_Material for this exercise_
%%

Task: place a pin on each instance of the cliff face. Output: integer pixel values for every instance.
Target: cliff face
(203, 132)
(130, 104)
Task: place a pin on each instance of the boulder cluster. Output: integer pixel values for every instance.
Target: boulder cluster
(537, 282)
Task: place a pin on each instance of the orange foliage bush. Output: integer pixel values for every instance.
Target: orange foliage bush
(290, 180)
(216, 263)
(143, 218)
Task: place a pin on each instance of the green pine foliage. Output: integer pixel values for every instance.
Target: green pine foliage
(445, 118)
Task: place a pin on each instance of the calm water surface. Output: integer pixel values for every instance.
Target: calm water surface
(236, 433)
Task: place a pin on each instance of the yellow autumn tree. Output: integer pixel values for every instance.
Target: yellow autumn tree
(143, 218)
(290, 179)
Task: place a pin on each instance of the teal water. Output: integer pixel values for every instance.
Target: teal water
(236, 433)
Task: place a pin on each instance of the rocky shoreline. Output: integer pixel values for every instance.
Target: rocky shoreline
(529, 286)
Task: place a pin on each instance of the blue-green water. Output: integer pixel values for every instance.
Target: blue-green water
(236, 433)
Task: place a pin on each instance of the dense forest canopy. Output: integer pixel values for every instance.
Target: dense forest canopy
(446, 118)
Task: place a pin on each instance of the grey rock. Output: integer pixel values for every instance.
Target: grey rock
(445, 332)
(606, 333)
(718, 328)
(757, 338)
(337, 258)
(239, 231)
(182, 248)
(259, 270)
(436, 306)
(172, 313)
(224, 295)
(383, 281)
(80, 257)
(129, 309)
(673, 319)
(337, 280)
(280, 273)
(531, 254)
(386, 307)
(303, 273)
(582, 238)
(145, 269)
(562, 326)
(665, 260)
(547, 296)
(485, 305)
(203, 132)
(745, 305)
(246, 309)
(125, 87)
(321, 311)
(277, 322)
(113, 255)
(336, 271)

%%

_Problem details_
Take the line that contains "Target: yellow autumn tree" and every line after it in the material above. Set those lines down exactly and nothing more.

_Reply_
Target: yellow autumn tree
(143, 218)
(290, 179)
Task: place a pin on each instance of the teal water. Output: integer pixel values for every instance.
Target: teal water
(236, 433)
Task: place a pin on each instance of the rocky shoreline. Output: integer pixel values for every instance.
Target: rocky shoreline
(529, 286)
Task: place a pin on each instance of the blue-green water. Output: integer pixel values for every instance.
Target: blue-green water
(236, 433)
Task: place a pin on each instance of the dense forest canopy. Output: integer pixel values for every instance.
Target: dense forest canopy
(446, 118)
Task: place a pin on each instance of the grey rock. Output: integer pixel values for every instance.
Target: grey rock
(445, 332)
(606, 333)
(718, 328)
(757, 338)
(337, 258)
(239, 231)
(182, 248)
(259, 270)
(436, 306)
(172, 313)
(224, 295)
(383, 281)
(80, 257)
(129, 309)
(673, 319)
(337, 280)
(280, 273)
(531, 254)
(386, 307)
(303, 273)
(582, 238)
(145, 269)
(562, 326)
(665, 260)
(547, 296)
(485, 305)
(203, 132)
(745, 305)
(246, 309)
(125, 87)
(321, 311)
(277, 322)
(113, 255)
(336, 271)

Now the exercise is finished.